* **Goal of the exercise**
Your answer should be only the lines below from the one with "Expected: one point per instance of the bride's" to the one with "Expected: one point per instance of the patterned", repeated exactly, ends included.

* **Given information**
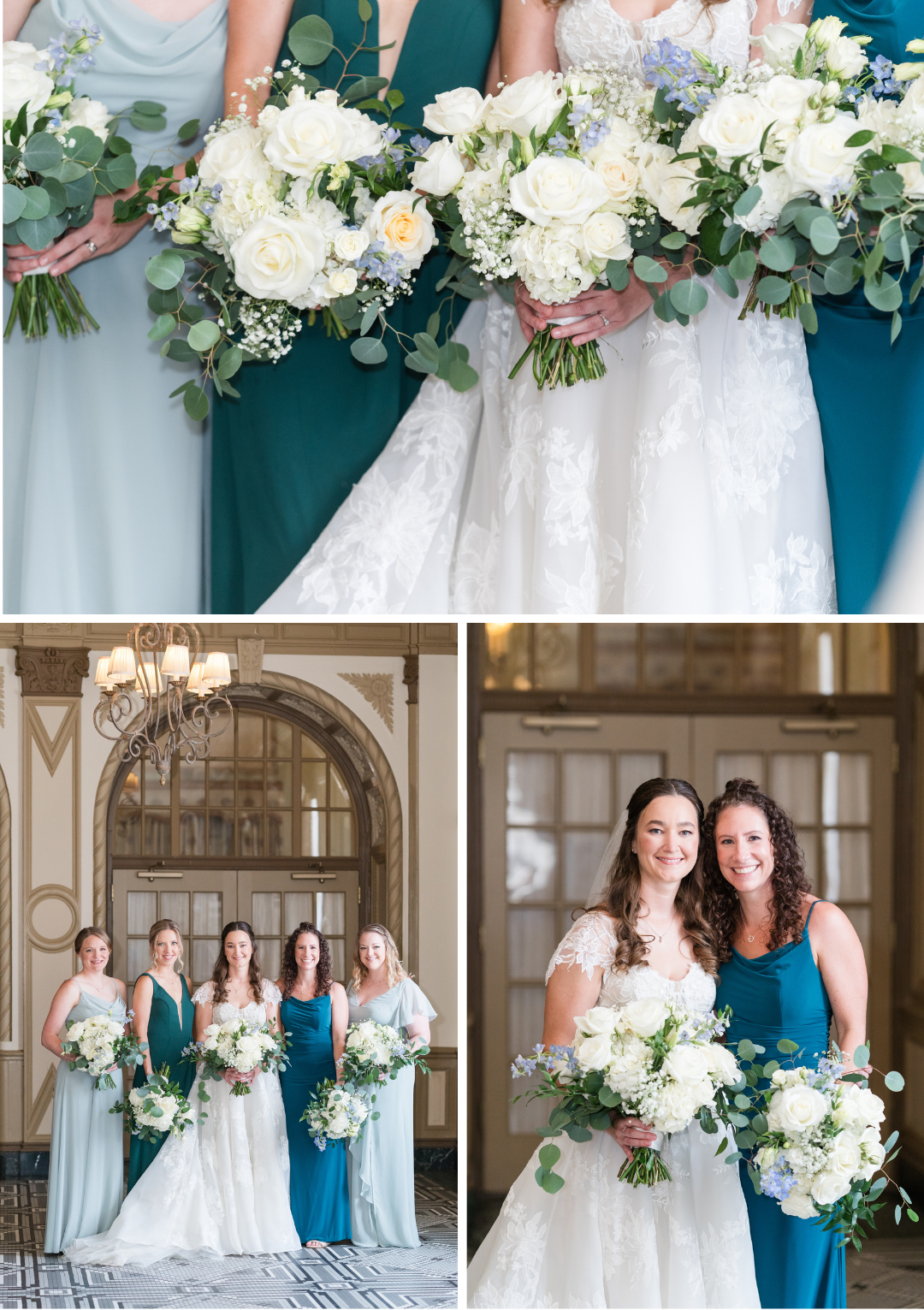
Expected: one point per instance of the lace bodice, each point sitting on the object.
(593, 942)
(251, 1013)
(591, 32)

...

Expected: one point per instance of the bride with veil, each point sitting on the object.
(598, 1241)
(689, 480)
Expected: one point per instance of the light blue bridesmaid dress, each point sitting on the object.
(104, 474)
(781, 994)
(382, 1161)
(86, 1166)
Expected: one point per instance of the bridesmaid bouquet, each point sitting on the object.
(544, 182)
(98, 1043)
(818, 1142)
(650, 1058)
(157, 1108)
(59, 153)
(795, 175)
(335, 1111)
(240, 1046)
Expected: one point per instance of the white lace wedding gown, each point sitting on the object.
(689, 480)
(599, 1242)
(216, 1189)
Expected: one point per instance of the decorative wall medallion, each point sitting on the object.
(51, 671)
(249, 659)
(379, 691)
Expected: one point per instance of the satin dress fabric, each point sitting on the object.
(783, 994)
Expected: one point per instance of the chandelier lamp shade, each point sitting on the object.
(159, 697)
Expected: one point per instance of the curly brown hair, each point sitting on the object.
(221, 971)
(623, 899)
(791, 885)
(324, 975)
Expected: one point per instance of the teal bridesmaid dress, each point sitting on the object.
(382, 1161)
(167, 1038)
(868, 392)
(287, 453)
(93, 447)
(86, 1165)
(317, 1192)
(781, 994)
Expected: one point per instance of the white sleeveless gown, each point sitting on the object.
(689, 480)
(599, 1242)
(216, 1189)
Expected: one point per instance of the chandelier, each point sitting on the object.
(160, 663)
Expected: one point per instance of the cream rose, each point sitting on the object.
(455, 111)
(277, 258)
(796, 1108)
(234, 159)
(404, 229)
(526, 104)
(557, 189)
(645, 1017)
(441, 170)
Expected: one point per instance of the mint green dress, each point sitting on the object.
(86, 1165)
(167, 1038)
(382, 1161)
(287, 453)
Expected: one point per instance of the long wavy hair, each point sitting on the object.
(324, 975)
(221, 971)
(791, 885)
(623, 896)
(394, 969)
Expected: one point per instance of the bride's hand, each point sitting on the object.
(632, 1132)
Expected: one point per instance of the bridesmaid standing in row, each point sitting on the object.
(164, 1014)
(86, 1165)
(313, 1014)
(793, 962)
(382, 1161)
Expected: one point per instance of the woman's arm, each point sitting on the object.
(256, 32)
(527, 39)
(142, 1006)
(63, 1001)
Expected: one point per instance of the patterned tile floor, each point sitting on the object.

* **Exercise solution**
Expected: one point per instance of the bride's hand, each point sitting on the object.
(632, 1132)
Expected: one point per instance of the bridesmaid standing in row, each point sitting on the object.
(164, 1014)
(86, 1165)
(313, 1014)
(793, 962)
(382, 1161)
Expected: one point per instance of the woman's arm, each point sitting on the object.
(256, 32)
(527, 39)
(142, 1006)
(63, 1001)
Expected: one point per instance of the patterned tile floor, each point sitting on the object.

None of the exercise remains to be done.